+++ Data to use

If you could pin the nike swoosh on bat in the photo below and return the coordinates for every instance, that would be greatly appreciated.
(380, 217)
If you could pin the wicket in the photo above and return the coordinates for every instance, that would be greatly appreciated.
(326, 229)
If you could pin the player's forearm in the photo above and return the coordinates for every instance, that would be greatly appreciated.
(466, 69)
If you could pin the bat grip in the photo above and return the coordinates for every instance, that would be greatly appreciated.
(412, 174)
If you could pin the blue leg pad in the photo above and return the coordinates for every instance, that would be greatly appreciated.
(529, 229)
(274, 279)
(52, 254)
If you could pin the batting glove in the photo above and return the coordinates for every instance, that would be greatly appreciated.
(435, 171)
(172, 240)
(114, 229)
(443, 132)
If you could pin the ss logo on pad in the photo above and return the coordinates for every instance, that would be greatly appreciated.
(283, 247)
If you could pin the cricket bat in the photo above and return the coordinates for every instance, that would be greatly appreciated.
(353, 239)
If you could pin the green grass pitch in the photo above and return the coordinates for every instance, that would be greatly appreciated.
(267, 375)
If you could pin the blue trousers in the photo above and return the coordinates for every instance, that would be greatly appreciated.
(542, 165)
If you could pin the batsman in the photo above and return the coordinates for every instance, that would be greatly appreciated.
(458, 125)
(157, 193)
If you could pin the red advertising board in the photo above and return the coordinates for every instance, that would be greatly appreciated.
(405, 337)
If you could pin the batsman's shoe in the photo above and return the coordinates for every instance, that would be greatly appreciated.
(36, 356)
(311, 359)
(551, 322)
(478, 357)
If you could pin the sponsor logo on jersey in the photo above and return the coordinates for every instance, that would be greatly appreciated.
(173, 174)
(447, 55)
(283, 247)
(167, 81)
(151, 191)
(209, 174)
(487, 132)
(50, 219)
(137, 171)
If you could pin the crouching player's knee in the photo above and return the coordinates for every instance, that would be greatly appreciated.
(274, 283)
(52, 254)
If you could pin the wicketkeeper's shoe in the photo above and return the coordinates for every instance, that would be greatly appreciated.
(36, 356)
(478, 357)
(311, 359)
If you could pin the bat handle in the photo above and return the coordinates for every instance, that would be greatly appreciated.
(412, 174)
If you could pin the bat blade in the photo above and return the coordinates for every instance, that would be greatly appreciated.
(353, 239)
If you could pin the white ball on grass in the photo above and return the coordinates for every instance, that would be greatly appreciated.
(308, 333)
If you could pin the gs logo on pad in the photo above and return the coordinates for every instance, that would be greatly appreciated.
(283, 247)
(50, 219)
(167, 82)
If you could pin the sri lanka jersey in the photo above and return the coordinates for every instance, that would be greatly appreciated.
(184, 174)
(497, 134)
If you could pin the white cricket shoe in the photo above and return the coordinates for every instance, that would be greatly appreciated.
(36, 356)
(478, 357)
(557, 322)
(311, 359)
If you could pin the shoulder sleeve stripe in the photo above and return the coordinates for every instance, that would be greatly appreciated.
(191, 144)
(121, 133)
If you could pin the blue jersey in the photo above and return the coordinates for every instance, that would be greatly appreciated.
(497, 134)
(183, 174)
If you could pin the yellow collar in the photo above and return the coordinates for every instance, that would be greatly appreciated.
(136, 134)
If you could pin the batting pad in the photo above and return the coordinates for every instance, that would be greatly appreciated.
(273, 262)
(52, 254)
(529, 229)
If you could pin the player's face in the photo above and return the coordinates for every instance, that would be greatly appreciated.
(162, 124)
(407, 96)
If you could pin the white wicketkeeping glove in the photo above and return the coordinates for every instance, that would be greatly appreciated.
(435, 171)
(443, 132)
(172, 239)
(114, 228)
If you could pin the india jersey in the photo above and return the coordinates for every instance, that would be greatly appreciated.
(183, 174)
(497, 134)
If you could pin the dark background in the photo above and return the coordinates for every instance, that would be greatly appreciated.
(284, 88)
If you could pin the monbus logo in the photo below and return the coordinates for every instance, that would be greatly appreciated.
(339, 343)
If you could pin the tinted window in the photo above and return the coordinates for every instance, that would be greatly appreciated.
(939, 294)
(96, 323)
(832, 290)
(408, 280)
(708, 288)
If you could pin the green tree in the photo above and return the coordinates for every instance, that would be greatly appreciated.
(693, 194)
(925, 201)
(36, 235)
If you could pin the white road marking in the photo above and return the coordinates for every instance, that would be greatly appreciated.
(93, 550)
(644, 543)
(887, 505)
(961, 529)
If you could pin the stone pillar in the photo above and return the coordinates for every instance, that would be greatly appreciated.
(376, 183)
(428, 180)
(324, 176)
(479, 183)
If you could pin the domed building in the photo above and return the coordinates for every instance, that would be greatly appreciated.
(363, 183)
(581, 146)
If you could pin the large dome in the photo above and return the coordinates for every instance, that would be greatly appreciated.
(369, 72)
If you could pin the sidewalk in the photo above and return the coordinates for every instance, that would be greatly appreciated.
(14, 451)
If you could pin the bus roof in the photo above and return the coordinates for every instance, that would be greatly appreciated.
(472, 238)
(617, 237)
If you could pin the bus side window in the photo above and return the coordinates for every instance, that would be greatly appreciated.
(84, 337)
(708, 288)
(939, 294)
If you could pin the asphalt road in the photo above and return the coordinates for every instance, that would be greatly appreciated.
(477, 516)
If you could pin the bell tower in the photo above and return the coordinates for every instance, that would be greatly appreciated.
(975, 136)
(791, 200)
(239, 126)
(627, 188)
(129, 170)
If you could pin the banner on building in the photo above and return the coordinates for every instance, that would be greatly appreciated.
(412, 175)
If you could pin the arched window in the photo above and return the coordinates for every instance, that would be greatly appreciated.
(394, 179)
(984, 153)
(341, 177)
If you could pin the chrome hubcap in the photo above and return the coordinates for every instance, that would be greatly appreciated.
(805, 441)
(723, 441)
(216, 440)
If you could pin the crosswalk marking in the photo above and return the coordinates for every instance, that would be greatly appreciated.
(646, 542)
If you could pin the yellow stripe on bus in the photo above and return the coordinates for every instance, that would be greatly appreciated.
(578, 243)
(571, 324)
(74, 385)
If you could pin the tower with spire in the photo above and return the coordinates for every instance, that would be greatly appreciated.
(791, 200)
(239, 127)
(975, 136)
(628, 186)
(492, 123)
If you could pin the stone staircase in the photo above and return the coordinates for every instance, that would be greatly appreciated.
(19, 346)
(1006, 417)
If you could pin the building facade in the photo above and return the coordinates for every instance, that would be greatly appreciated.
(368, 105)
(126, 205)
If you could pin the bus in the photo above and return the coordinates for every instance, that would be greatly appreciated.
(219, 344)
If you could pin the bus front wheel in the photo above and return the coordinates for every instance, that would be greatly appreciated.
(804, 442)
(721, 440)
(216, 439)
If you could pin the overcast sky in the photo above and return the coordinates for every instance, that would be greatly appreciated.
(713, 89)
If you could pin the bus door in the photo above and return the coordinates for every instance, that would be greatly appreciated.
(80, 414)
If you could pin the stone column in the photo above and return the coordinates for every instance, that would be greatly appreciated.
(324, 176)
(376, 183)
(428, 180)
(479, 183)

++++++

_Instructions for the task_:
Print the lines again word for word, beginning with the line that contains "If you could pin the yellow stripe" and stopping after the final line.

_The reply_:
If you could pin the yellow stripe on bus in the photo above and return the coordinates for every instance, that would be greatly appreciated.
(578, 243)
(571, 324)
(74, 385)
If you could pin the tower with spire in the photo above and return the coordinates for every instance, that would be greatly appreciated.
(791, 200)
(239, 127)
(975, 136)
(628, 186)
(492, 123)
If you could pin the stone staircase in the photo above and return the coordinates for every instance, that would be greatly appreciated.
(19, 346)
(1006, 417)
If you could pin the building facade in the photo above and return the coordinates for every instance, that would be greatly appreciated.
(368, 105)
(126, 205)
If you could pin the bus in the photo above and return the coordinates for every instance, that would be greatly appreciated.
(219, 344)
If you could pin the bus front wheel in the photo above and return the coordinates for every instance, that would be greatly appreciated.
(804, 442)
(721, 440)
(216, 439)
If you could pin the overcast sky in the photo above and return the coordinates for every instance, that would be greatly appreciated.
(713, 89)
If you could pin the bus door in the photo above and return the coordinates for every instance, that would be greatly appreciated.
(80, 414)
If you could pin the stone column in the photo above and return the coordinates for every instance, that would be greatly appreciated.
(324, 176)
(376, 183)
(428, 180)
(479, 183)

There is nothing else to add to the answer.